Objective: Rewrite everything from the line containing "of the sandy" down to the last line below, replacing "photograph" with "image" and leaving all else unchanged.

Extracted data:
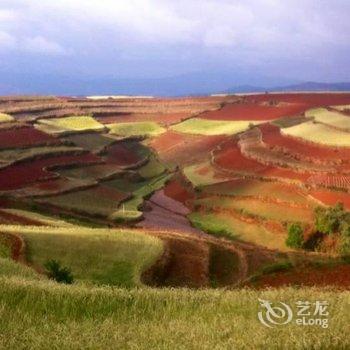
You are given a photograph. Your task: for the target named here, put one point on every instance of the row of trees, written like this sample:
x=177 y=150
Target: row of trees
x=328 y=221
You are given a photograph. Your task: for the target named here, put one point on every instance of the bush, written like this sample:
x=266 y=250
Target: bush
x=295 y=237
x=329 y=220
x=60 y=274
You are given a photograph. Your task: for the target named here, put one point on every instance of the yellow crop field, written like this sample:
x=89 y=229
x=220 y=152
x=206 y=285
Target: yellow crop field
x=4 y=118
x=76 y=123
x=319 y=133
x=332 y=118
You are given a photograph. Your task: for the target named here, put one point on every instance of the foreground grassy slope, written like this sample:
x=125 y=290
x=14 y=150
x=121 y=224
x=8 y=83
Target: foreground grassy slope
x=101 y=256
x=41 y=315
x=136 y=129
x=319 y=133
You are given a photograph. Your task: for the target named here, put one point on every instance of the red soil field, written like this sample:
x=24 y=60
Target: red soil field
x=122 y=154
x=175 y=190
x=24 y=137
x=12 y=219
x=252 y=111
x=161 y=118
x=272 y=136
x=337 y=276
x=331 y=197
x=185 y=148
x=308 y=99
x=230 y=158
x=337 y=181
x=19 y=175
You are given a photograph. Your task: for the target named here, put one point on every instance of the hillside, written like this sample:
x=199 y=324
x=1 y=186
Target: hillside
x=161 y=222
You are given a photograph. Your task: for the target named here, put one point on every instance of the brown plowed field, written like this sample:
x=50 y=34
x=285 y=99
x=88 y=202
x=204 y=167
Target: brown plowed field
x=308 y=99
x=331 y=197
x=272 y=137
x=161 y=118
x=253 y=111
x=19 y=175
x=25 y=137
x=230 y=158
x=337 y=276
x=185 y=148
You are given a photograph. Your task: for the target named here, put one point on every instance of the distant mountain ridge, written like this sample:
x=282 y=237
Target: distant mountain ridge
x=307 y=86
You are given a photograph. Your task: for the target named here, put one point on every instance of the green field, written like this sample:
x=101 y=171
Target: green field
x=130 y=209
x=203 y=174
x=69 y=124
x=258 y=208
x=93 y=142
x=101 y=256
x=266 y=189
x=40 y=315
x=41 y=218
x=319 y=133
x=153 y=168
x=208 y=127
x=90 y=172
x=5 y=118
x=222 y=224
x=136 y=129
x=98 y=201
x=325 y=116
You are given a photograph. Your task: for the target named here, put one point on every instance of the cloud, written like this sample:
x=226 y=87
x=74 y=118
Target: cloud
x=101 y=33
x=42 y=45
x=7 y=41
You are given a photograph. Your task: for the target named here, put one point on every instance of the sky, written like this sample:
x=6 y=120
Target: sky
x=62 y=43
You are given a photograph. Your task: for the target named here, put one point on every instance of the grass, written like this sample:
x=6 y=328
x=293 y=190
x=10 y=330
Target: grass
x=90 y=172
x=136 y=129
x=42 y=314
x=9 y=268
x=319 y=133
x=342 y=107
x=331 y=118
x=153 y=168
x=62 y=125
x=96 y=201
x=93 y=142
x=27 y=153
x=258 y=208
x=202 y=174
x=222 y=224
x=129 y=210
x=5 y=250
x=207 y=127
x=101 y=256
x=5 y=118
x=43 y=219
x=267 y=189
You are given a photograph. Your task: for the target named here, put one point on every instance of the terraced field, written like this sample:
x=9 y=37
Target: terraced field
x=199 y=126
x=136 y=129
x=323 y=115
x=126 y=195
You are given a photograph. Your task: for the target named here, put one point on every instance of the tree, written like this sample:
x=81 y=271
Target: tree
x=328 y=220
x=295 y=237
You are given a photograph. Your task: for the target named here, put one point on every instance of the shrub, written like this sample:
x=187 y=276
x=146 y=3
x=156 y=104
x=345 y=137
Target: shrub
x=58 y=273
x=328 y=220
x=295 y=237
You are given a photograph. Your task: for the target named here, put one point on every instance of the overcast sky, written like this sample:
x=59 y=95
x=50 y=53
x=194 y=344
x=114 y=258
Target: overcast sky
x=292 y=39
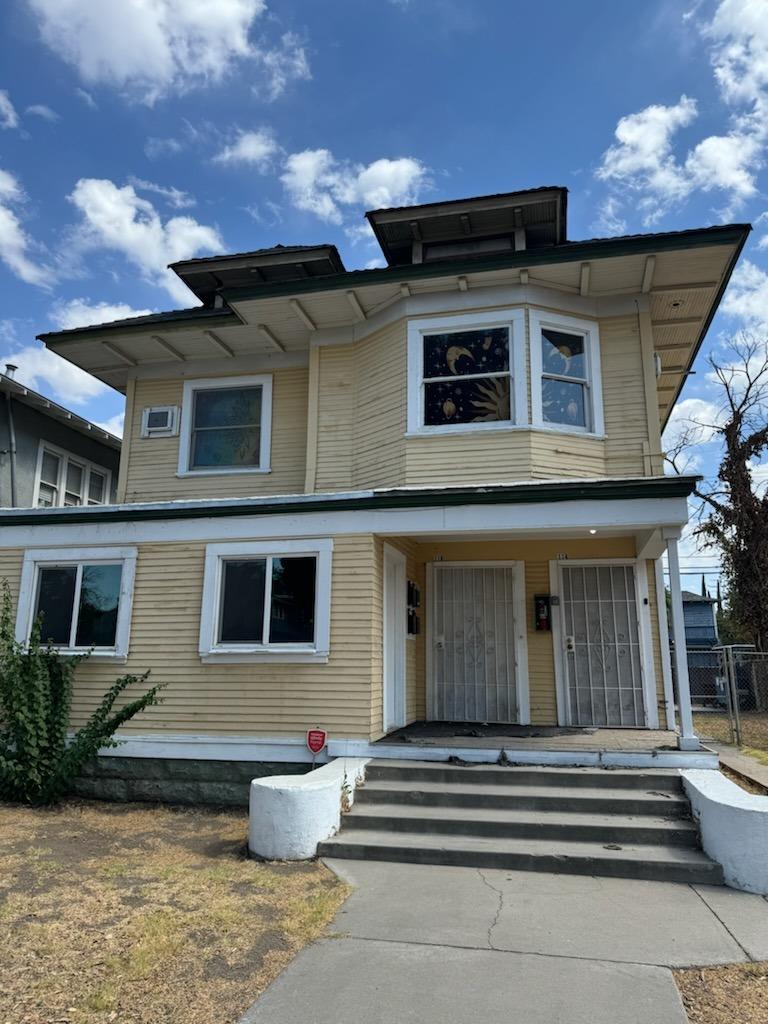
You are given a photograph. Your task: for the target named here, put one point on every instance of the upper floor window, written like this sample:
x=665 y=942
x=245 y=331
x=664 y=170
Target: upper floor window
x=225 y=425
x=81 y=597
x=67 y=479
x=565 y=374
x=466 y=372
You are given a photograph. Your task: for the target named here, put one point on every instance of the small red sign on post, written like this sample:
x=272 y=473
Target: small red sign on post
x=316 y=739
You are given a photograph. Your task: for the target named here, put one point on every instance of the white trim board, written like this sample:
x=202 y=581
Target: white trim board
x=572 y=518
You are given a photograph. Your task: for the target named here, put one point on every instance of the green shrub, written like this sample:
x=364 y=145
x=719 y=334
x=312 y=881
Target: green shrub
x=37 y=763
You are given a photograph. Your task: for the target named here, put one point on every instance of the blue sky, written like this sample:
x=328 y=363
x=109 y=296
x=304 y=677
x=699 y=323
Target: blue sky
x=139 y=131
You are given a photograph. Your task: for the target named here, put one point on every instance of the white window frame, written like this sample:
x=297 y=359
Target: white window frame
x=512 y=318
x=216 y=554
x=35 y=559
x=64 y=457
x=185 y=430
x=590 y=331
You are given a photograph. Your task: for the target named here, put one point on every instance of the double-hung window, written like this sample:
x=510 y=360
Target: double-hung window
x=466 y=373
x=80 y=597
x=565 y=374
x=266 y=600
x=225 y=425
x=64 y=479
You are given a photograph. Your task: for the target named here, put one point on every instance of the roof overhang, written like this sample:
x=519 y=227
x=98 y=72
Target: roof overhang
x=524 y=493
x=26 y=396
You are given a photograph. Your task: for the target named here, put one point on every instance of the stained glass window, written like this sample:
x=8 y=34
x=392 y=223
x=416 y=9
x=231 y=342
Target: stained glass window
x=564 y=380
x=467 y=377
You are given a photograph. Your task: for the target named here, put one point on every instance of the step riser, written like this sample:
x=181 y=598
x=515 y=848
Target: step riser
x=594 y=805
x=389 y=773
x=526 y=862
x=532 y=829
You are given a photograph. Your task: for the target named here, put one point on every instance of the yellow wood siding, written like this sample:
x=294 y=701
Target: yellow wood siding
x=236 y=699
x=152 y=468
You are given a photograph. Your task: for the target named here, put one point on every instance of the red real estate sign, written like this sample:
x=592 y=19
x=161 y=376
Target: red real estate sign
x=316 y=739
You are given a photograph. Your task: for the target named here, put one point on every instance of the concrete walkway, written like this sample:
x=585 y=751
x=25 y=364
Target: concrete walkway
x=455 y=945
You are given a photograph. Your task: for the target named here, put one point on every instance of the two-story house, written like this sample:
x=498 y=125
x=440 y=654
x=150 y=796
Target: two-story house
x=356 y=500
x=49 y=456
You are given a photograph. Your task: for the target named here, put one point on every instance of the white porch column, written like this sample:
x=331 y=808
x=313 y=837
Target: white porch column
x=687 y=739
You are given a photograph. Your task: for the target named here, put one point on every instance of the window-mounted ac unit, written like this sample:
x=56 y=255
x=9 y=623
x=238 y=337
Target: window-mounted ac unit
x=160 y=421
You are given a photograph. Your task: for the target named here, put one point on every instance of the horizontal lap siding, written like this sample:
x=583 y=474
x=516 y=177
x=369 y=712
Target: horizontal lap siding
x=236 y=699
x=153 y=462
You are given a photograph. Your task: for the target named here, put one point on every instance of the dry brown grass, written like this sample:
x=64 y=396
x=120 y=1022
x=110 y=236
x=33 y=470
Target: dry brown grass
x=736 y=994
x=138 y=914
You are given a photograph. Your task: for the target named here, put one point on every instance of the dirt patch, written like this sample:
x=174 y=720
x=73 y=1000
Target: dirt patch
x=736 y=994
x=144 y=914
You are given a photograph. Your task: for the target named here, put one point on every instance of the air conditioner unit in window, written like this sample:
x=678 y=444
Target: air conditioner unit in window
x=161 y=421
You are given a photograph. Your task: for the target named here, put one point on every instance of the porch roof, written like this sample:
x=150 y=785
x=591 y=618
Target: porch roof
x=522 y=493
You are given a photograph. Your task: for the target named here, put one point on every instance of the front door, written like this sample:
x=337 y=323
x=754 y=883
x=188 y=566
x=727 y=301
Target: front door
x=473 y=644
x=602 y=645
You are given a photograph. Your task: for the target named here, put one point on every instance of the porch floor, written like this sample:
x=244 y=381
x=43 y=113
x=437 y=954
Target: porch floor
x=520 y=737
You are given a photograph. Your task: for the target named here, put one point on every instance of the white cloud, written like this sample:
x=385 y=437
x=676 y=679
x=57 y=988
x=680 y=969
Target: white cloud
x=46 y=372
x=153 y=48
x=282 y=65
x=644 y=160
x=118 y=219
x=83 y=312
x=14 y=242
x=747 y=297
x=174 y=197
x=316 y=181
x=255 y=147
x=87 y=98
x=114 y=425
x=41 y=111
x=8 y=116
x=609 y=220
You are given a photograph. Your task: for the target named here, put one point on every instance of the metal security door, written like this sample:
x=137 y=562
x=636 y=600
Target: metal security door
x=473 y=644
x=601 y=637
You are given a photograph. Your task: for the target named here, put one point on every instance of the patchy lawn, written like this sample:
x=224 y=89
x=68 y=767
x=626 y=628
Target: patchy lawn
x=736 y=994
x=138 y=914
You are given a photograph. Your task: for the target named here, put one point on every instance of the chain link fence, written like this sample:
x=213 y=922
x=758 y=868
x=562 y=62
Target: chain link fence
x=729 y=694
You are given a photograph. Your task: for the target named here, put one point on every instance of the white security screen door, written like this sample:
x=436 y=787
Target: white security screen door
x=601 y=638
x=473 y=644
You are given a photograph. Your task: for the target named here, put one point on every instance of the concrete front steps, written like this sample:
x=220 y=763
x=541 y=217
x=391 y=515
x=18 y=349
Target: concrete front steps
x=622 y=823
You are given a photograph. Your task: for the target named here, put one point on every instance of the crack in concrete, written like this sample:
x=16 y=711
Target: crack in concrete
x=499 y=908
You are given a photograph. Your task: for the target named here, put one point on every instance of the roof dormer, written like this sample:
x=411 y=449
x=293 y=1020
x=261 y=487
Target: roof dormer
x=481 y=226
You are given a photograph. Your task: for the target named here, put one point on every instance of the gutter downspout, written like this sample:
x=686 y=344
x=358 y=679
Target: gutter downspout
x=10 y=370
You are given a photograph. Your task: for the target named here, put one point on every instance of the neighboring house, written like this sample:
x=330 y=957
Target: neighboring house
x=357 y=500
x=50 y=457
x=705 y=670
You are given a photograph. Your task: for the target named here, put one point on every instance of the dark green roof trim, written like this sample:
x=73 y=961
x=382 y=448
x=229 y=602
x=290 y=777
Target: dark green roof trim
x=713 y=309
x=137 y=325
x=567 y=253
x=514 y=494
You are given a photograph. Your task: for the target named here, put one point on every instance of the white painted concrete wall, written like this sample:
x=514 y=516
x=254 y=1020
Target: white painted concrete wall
x=733 y=825
x=291 y=814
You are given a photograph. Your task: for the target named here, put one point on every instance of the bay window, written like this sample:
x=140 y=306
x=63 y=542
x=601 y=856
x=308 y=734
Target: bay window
x=565 y=374
x=466 y=373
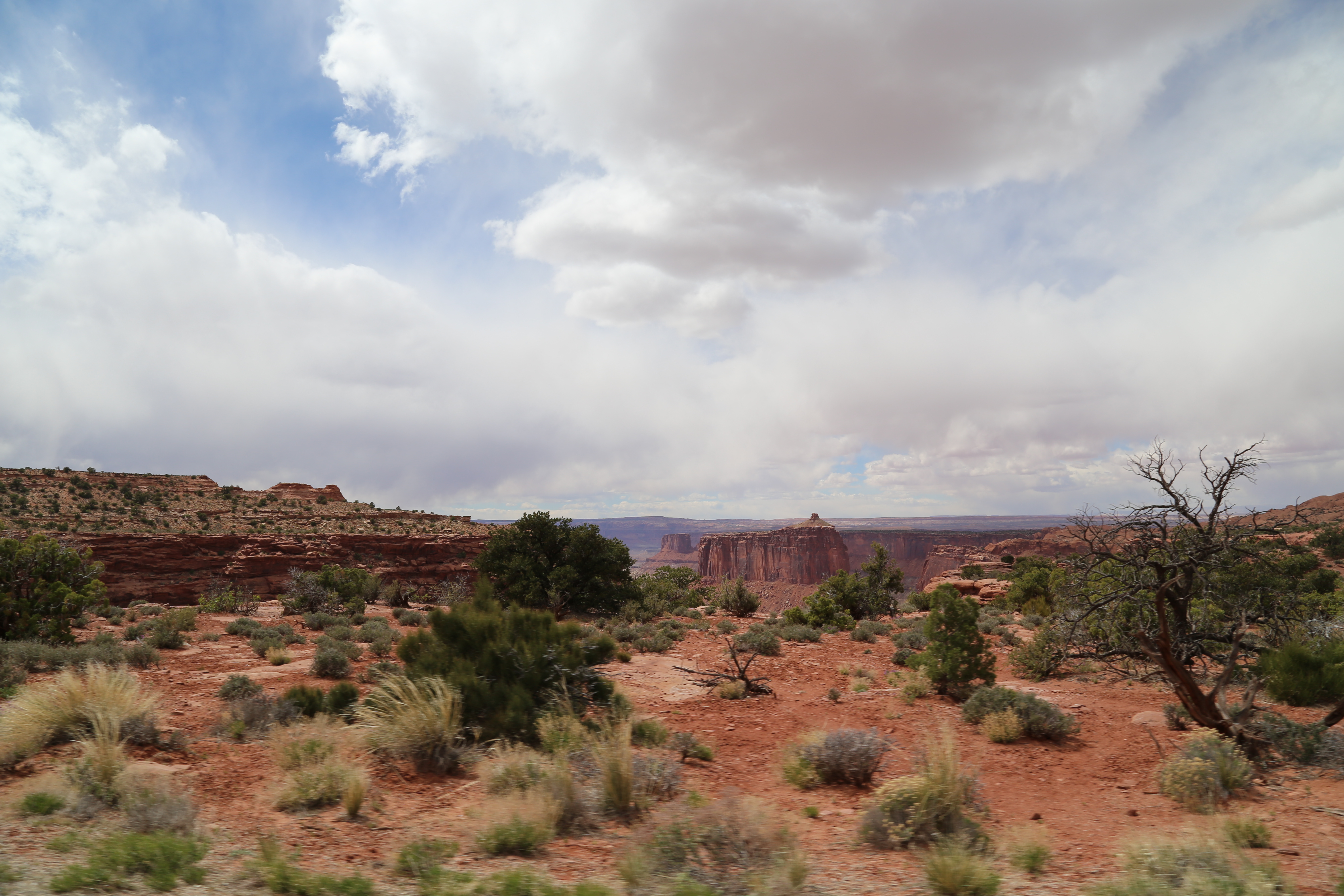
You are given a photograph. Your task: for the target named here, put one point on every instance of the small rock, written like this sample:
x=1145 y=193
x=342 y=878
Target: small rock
x=1150 y=718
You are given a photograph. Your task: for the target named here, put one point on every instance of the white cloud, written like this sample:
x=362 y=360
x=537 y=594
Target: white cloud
x=745 y=146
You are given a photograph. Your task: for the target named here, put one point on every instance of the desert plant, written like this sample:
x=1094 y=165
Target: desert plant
x=162 y=858
x=330 y=664
x=1029 y=850
x=41 y=804
x=507 y=664
x=730 y=847
x=420 y=721
x=155 y=801
x=1304 y=676
x=238 y=688
x=1003 y=727
x=733 y=597
x=843 y=757
x=952 y=868
x=1248 y=833
x=280 y=875
x=1207 y=772
x=689 y=747
x=421 y=858
x=68 y=707
x=1190 y=867
x=648 y=733
x=933 y=804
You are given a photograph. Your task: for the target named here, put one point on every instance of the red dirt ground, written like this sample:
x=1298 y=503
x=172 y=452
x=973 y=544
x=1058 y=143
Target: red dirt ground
x=1092 y=793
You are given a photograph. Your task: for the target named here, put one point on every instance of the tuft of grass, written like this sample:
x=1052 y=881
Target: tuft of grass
x=162 y=859
x=240 y=688
x=730 y=847
x=1002 y=727
x=280 y=875
x=933 y=804
x=955 y=870
x=1248 y=833
x=1191 y=867
x=417 y=721
x=648 y=733
x=65 y=709
x=41 y=804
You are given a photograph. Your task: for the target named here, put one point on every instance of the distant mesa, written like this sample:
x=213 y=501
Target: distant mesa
x=306 y=492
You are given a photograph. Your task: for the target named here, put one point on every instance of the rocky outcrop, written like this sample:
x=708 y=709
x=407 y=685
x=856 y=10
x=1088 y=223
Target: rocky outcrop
x=802 y=554
x=303 y=492
x=177 y=569
x=679 y=550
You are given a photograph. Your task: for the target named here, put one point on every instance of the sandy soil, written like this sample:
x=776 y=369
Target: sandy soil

Full solution:
You are given a image. Your task: for the target named here, put one point on every instance of the sandy soil, written like this sample:
x=776 y=369
Target: sandy soil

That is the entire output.